*Required action*: Reproduce exactly the line with "Could you point to every instance of the mulch" and all the lines beneath it, stopping only at the end of the material.

*Data provided*:
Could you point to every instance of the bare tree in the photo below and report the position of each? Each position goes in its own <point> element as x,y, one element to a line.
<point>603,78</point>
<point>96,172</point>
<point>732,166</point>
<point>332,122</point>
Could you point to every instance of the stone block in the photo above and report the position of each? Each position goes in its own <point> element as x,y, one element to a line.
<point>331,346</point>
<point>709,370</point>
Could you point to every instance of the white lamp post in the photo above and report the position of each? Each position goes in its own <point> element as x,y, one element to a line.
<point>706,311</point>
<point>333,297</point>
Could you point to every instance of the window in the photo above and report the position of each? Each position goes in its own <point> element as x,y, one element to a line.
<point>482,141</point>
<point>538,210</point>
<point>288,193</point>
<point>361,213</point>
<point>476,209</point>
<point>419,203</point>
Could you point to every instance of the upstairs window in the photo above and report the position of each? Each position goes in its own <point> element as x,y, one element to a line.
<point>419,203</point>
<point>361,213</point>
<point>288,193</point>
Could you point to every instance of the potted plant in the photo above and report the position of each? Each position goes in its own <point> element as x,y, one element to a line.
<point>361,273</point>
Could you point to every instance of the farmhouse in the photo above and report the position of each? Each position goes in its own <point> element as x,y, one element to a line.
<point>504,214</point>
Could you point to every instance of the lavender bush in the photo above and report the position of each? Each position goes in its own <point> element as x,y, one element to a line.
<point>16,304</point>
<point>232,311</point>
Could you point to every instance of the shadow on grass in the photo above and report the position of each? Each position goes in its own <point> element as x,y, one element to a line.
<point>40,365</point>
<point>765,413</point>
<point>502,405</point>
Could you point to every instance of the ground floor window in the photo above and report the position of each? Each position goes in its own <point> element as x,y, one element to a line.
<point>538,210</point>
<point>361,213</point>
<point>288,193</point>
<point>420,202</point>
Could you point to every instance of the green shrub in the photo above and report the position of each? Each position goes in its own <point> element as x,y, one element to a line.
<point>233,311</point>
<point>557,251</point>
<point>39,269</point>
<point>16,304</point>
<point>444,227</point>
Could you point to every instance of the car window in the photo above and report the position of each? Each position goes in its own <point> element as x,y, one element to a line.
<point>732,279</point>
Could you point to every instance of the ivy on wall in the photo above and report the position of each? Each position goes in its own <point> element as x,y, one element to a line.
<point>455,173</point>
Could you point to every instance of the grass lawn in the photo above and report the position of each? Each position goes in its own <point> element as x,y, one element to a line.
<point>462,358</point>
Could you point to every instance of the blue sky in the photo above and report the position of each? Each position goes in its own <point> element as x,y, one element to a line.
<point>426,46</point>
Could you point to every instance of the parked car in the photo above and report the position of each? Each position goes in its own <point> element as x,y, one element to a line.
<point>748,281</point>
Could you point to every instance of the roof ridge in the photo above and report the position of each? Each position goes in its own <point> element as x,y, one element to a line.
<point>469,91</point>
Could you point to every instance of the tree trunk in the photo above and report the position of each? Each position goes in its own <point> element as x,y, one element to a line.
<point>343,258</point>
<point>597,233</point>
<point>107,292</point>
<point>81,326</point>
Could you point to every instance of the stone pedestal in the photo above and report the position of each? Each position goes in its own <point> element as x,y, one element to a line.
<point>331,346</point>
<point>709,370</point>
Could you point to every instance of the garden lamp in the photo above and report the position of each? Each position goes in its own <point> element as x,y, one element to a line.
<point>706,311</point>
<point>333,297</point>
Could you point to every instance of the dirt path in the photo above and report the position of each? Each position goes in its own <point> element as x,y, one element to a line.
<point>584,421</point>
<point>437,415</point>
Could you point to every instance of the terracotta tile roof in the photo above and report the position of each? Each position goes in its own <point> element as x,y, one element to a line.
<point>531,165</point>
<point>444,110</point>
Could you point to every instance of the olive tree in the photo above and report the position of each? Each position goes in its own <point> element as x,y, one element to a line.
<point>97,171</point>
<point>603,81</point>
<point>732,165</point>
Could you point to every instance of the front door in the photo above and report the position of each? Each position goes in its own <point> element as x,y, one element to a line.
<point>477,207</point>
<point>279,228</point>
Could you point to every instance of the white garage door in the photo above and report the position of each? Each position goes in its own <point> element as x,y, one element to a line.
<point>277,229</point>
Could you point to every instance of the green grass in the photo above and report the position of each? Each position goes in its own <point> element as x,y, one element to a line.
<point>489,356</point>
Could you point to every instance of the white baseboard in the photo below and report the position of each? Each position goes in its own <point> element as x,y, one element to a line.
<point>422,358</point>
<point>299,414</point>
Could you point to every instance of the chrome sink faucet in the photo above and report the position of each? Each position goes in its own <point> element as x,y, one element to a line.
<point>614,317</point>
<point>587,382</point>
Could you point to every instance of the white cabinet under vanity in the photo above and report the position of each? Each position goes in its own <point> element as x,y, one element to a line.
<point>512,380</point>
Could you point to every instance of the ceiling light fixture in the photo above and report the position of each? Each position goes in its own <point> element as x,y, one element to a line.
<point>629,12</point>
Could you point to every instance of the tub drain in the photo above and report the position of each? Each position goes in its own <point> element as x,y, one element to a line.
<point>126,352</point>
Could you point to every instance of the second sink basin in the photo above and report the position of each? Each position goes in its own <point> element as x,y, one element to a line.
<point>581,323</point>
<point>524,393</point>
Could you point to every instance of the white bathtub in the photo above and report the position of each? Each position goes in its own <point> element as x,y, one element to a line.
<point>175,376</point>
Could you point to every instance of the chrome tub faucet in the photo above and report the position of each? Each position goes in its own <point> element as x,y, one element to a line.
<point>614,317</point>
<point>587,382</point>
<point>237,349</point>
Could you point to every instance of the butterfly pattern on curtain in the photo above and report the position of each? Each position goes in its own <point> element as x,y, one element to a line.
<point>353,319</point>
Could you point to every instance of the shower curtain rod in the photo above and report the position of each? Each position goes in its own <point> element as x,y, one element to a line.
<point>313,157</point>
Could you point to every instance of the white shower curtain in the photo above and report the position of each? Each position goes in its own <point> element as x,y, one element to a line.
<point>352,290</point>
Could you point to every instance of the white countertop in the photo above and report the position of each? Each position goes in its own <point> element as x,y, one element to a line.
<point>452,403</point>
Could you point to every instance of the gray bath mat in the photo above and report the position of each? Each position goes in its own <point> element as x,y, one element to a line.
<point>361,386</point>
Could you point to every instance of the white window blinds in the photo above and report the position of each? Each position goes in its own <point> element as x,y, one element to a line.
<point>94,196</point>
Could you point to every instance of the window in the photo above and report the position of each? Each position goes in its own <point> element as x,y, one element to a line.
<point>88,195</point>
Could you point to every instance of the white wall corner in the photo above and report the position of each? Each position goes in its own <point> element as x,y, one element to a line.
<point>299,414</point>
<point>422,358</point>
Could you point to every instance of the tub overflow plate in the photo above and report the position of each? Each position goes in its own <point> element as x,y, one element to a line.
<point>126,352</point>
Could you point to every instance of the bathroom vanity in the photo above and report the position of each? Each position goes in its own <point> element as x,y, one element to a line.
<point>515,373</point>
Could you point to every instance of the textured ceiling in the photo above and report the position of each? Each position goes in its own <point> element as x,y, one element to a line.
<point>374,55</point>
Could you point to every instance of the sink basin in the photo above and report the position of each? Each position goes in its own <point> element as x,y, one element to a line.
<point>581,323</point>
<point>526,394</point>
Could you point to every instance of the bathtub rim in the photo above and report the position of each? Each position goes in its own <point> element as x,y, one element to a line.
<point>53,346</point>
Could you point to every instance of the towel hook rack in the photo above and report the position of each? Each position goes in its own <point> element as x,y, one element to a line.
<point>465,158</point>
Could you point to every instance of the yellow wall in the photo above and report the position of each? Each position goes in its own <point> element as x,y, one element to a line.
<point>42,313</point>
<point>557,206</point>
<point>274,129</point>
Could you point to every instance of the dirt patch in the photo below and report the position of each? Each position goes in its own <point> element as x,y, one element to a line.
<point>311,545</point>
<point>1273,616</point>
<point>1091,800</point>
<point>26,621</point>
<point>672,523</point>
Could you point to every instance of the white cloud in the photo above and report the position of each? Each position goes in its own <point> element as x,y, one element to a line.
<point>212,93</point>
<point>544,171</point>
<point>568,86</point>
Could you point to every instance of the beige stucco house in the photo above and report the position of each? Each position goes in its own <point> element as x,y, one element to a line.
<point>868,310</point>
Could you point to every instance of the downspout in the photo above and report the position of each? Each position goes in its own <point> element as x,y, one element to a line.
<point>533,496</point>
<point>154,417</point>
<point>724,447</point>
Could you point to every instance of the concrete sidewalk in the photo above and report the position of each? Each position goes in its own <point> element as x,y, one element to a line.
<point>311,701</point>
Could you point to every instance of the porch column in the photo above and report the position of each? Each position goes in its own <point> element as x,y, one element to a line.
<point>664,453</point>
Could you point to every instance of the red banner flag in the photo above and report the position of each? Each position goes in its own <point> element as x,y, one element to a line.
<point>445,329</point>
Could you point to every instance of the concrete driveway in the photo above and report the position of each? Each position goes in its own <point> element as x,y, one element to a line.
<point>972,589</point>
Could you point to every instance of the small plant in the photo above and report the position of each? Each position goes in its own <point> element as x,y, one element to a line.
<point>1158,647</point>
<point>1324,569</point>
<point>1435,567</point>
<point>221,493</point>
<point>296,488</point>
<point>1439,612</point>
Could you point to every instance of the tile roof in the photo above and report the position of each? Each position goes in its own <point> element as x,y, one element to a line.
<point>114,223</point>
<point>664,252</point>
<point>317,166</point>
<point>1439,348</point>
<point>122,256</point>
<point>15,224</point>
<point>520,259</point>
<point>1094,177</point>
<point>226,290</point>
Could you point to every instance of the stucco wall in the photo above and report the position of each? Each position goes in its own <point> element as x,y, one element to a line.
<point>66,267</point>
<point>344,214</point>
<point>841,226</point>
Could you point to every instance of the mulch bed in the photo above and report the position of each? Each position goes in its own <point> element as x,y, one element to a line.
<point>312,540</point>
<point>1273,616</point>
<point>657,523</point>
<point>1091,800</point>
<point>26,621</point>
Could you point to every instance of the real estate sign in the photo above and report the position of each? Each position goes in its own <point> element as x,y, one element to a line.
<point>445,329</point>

*Written response*:
Could you point to every instance of the mulch bed in the photo above and report the position of each? Each position goes in its own <point> element as x,y, one element to a line.
<point>312,540</point>
<point>1273,616</point>
<point>657,523</point>
<point>1091,800</point>
<point>26,621</point>
Could you point to every instance of the real estate sign in the photo above and report the position of each? Each position goes in its own <point> element as x,y, one element to a line.
<point>445,329</point>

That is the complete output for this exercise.